**Yapılacak iş:** Lütfen aşk ve aşktan kaçış üzerine yazılmış monoloğu son cümlesinden sonra sürdürün.

5 Ağustos 2009 Çarşamba

Monolog

- kız oturur, bir sigara yakar. karşısındaki konuştukça konuşur onun ise kafasında çok daha ayrı bir dialog dönmektedir.
Eğer insanlar için aşk bu kadar önemliyse neden insanlar aşık olmaktan bu kadar kaçıyorlar? Eğer aşk bu kadar büyülü, özel üzerine milyonlarca filmler, şarkılar, şiirler, masallar yazılacak kadar ihtişamlıysa neden insanar o duyguyu hissetmemek için ellerinden geleni yapıyorlar?
Bağlanma korkusumu kaçış sebepleri? Gerçekten bağlanmaktan korkmak diye birşey varmı acaba. Ben özgürlüğüme düşkünüm diyip çekip gitmek. Beni sıkıştırıyorsun demek. Kaçmak.
Neden ve kimden kaçmak? Kendinden mi? Duygularındanmı? Birşey hissetmeden mutlu olmak diye birşey varmıdır acaba? Mutlulukta bir histi öyle değilmi..
İnsanlar gerçekten hayatlarında bir kezmi aşık olurlar? Yoksa sadece birkezmi çekip gittiklerine pişman olurlar?

**Verilen öğeler:**
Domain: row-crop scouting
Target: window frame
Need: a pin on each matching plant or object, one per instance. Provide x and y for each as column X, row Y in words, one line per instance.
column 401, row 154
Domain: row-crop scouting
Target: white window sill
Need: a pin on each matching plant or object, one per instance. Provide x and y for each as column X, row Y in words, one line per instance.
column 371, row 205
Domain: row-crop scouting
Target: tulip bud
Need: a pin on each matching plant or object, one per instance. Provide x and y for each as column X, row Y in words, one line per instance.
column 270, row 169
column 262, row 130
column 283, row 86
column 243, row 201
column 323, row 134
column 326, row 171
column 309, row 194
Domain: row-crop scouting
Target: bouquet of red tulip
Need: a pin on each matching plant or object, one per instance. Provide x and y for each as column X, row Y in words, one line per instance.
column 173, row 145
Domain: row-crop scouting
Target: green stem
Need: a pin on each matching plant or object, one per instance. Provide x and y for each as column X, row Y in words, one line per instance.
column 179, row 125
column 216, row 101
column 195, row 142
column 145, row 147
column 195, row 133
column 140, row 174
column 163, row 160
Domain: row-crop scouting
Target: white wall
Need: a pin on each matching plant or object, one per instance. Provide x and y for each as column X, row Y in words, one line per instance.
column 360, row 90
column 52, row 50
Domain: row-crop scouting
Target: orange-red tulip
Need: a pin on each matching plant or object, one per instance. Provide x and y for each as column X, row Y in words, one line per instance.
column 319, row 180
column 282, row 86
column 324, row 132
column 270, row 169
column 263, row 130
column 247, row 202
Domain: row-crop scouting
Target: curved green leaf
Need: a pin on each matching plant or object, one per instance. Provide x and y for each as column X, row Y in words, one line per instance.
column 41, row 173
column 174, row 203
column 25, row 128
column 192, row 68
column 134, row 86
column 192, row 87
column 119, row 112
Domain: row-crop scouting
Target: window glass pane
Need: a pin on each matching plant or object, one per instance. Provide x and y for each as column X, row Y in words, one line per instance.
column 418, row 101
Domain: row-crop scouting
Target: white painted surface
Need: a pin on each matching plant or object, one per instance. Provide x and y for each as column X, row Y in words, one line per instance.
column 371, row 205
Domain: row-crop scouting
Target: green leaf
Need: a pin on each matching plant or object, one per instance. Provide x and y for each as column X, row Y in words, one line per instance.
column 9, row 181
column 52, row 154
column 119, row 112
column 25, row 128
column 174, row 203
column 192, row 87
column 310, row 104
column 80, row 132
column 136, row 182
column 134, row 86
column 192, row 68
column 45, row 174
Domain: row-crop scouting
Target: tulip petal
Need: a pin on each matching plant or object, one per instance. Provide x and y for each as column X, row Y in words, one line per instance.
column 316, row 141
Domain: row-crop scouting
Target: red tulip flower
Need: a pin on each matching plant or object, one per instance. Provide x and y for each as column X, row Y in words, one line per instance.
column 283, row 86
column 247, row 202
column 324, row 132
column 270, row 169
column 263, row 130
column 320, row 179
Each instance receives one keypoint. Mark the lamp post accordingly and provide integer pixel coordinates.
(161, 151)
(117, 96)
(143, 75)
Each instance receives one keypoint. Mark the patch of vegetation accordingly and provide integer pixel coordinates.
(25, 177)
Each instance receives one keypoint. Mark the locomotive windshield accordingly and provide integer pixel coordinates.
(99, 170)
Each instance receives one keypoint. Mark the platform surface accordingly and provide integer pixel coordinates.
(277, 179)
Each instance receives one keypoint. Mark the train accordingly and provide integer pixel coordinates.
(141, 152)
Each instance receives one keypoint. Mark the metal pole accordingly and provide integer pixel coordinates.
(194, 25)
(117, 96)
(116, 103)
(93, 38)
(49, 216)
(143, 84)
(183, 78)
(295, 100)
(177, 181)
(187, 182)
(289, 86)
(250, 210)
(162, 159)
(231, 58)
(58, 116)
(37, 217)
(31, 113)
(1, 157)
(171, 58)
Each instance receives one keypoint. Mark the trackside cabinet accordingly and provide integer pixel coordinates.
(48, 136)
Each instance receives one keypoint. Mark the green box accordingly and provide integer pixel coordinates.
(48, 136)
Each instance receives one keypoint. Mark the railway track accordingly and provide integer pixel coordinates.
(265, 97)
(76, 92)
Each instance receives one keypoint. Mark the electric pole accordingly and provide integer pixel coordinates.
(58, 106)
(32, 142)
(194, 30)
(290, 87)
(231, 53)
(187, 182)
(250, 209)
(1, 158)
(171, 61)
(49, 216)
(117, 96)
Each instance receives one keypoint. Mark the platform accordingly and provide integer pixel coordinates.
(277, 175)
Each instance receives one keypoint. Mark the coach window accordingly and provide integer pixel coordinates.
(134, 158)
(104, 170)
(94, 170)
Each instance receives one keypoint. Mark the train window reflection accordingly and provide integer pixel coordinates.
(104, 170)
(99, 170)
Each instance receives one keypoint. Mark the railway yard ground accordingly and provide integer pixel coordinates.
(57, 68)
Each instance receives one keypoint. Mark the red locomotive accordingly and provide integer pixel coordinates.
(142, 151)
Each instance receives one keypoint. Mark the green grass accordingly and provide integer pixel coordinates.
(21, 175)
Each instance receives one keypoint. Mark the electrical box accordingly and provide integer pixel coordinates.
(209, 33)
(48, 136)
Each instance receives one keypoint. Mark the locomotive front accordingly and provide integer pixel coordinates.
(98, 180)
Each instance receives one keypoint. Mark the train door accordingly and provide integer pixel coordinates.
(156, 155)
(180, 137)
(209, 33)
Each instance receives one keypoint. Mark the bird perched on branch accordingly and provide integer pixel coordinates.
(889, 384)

---

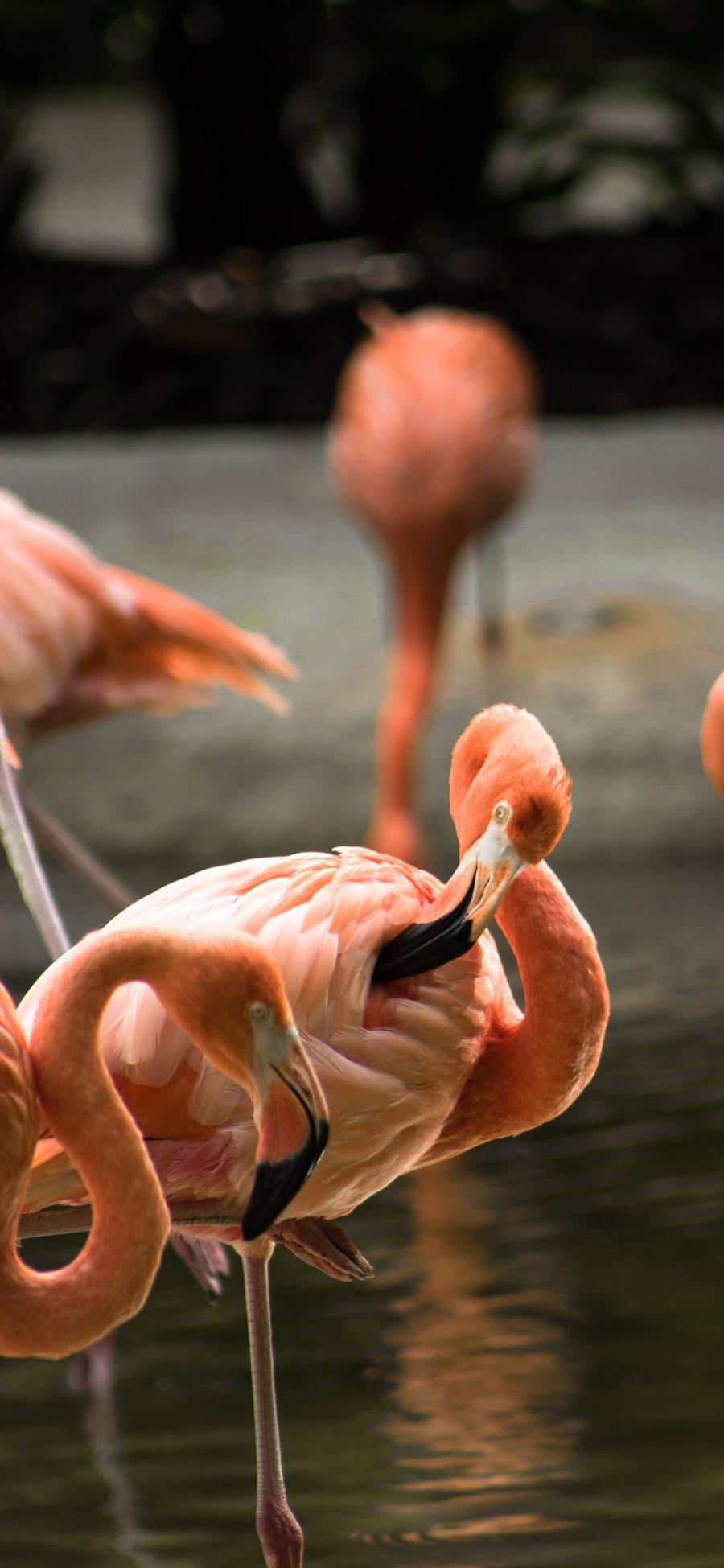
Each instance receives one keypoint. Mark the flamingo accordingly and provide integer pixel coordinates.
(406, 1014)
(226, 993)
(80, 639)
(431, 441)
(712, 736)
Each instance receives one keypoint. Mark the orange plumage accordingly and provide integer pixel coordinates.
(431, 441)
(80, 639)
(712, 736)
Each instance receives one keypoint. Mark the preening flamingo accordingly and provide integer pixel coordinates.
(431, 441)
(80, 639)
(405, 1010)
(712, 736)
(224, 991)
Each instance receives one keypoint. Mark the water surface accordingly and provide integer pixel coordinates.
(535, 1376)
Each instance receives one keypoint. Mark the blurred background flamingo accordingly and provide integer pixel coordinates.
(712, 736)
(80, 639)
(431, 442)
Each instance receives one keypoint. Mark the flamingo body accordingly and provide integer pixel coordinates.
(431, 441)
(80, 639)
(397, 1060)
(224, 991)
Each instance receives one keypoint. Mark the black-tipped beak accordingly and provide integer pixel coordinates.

**Çözülmüş problem:**
Bir insanın kokusunu duyduğunda kalbinin hızla çarpmasımıdır aşk? Yoksa birinin kollarında güvende hissetmekmi? Belki de ona bağımlı olmaktır aşk. Öyleyse aşk güçsüzlükmü oluyor?
İnsanlar neden güçsüz olmak istesinler ki? Aşk bağımlılıkmıdır? Yoksa sadece kaybedilen zamanmıdır?
Bir insan aşık olduğunu nasıl anlar? İki insanın birbirini karşılıklı sevmesimidir aşk?
Aşık olduğunu nerden anlarsın?

İlk görüşte aşk.

sanki yıllardır o hep seninleymiş, daha öncesi yokmuş ve sonrası oymuş gibi. sonra birde bakarsın ki aslında sadece "olduğunu sanmışsın."
peki herşey bu kadar basitse, neden bu kafa karışıklığı?
ne olmuş bağlanacaksan birisine, sadece tek bir insana seni seviyorum demek bu kadar zormu olmalı? Sadece bir insanla kendini güvende hissetmek, onunla gülmek ağlamak, onun bir parçası olmak?

ben kaçıyorum, çünkü kendimi biliyorum.
ben yapamam, çünkü ben bağlanamam, sonra bir gün dönüp baktığımda pişman olup üzülmemek için, ben kaçıyorum.

çünkü belki de gerçekten aşk varsa ve eğer gerçekten bir gün beni bulursa o zaman beni ben olduğum için severmi?
belki bir gün.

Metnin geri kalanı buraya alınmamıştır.